* [Excerpted passage]
****************

Re: [htdig-dev] Proper way of accessing results?

From: Geoff H. <ghu...@ws...> - 2001-10-17 21:02:21

On Wed, 17 Oct 2001, Gilles Detillieux wrote:

> > Are there any particular dos and donts concerning the access of your searcher 
> > class? Can I use one searcher incarnation for multiple searches?
> > 
> > Any comments appreciated.
> 
> I haven't seen any responses to your question, but I think perhaps either

Strange, I thought I included the list on that. So it goes.

> Michael Haggerty or Geoff Hutchison should be able to answer.

No that's not quite right. Michael was doing some restructuring of htdig,
not htsearch.

> classes in other programs.  With the 3.2.0b4 code as it stands now, I don't
> think it's that easy to just strip out what you need.

This is correct, though if I actually find "free time," I'm going to try
to finish up that htsearch work.

--
-Geoff Hutchison
Williams Students Online
http://wso.williams.edu/

Re: [htdig-dev] HEADS UP: php wrapper script - potential exploit patched

From: Geoff H. <ghu...@ws...> - 2001-10-17 21:00:13

On Wed, 17 Oct 2001, Gilles Detillieux wrote:

> > I've just tagged the files with htdig-3-2-0-b4
> 
> OK, I'm not that versed in CVS, but doesn't this mean that your commits
> will only be seen by people who check out the htdig tree using that tag.

****************

* [Dataset records]
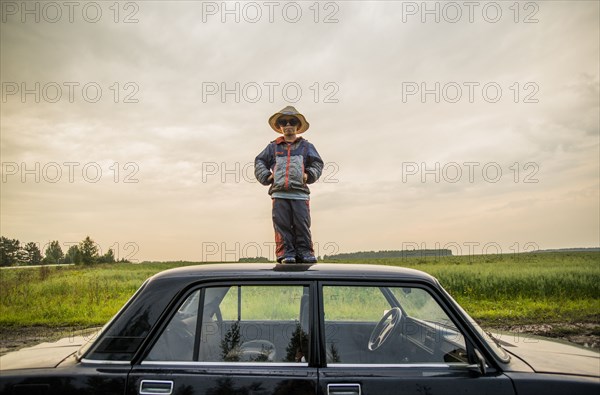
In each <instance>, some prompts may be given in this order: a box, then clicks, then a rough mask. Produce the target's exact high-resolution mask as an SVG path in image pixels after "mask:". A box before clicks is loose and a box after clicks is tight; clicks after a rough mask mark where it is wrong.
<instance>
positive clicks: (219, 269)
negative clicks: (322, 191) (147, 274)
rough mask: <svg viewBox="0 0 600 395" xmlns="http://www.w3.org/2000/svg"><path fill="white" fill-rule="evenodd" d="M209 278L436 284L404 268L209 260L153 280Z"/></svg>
mask: <svg viewBox="0 0 600 395" xmlns="http://www.w3.org/2000/svg"><path fill="white" fill-rule="evenodd" d="M181 277H188V279H192V278H193V279H194V280H195V279H197V280H201V279H211V278H231V279H233V278H244V279H259V278H260V279H263V278H285V279H298V280H301V279H313V280H314V279H330V280H337V279H345V280H347V279H356V280H408V281H415V280H417V281H424V282H428V283H433V284H437V280H436V279H435V278H434V277H432V276H431V275H429V274H427V273H425V272H422V271H419V270H415V269H409V268H405V267H399V266H386V265H375V264H352V263H334V264H331V263H319V264H313V265H306V264H286V265H282V264H275V263H216V264H213V263H210V264H200V265H194V266H183V267H179V268H175V269H170V270H165V271H163V272H160V273H158V274H156V275H155V276H154V277H153V278H152V280H155V279H156V280H157V279H166V278H181Z"/></svg>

****************

Can you retype the htdig-dev mailing-list excerpt above from "Strange, I thought" to "what you need.", word for word?

Strange, I thought I included the list on that. So it goes.

> Michael Haggerty or Geoff Hutchison should be able to answer.

No that's not quite right. Michael was doing some restructuring of htdig,
not htsearch.

> classes in other programs.  With the 3.2.0b4 code as it stands now, I don't
> think it's that easy to just strip out what you need.